__Set problem__
Repeat the lines of this listing word for word, leaving out the pictures.

__Raw records__
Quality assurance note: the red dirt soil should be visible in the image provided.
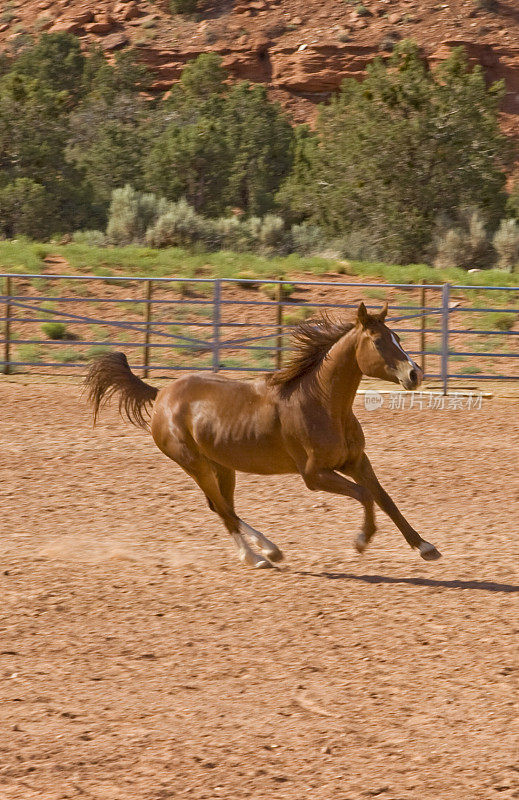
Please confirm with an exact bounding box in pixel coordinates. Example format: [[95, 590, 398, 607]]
[[0, 377, 519, 800]]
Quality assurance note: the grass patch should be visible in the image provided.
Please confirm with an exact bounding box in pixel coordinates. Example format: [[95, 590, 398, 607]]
[[0, 238, 519, 294], [486, 311, 517, 331], [41, 322, 68, 339], [14, 344, 44, 364]]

__Response to this exercise__
Quality assurance note: the red dirt soil should be visible in the image provided.
Please confirm with an exact bounding box in pixel coordinates. Example format: [[95, 590, 398, 607]]
[[0, 377, 519, 800]]
Quality assurance note: the grass patch should be visible in the image provided.
Please confirm with an exact bounding box in pixel coordinates. Example format: [[95, 590, 398, 607]]
[[0, 238, 519, 294], [486, 311, 517, 331], [41, 322, 68, 339], [14, 344, 44, 364]]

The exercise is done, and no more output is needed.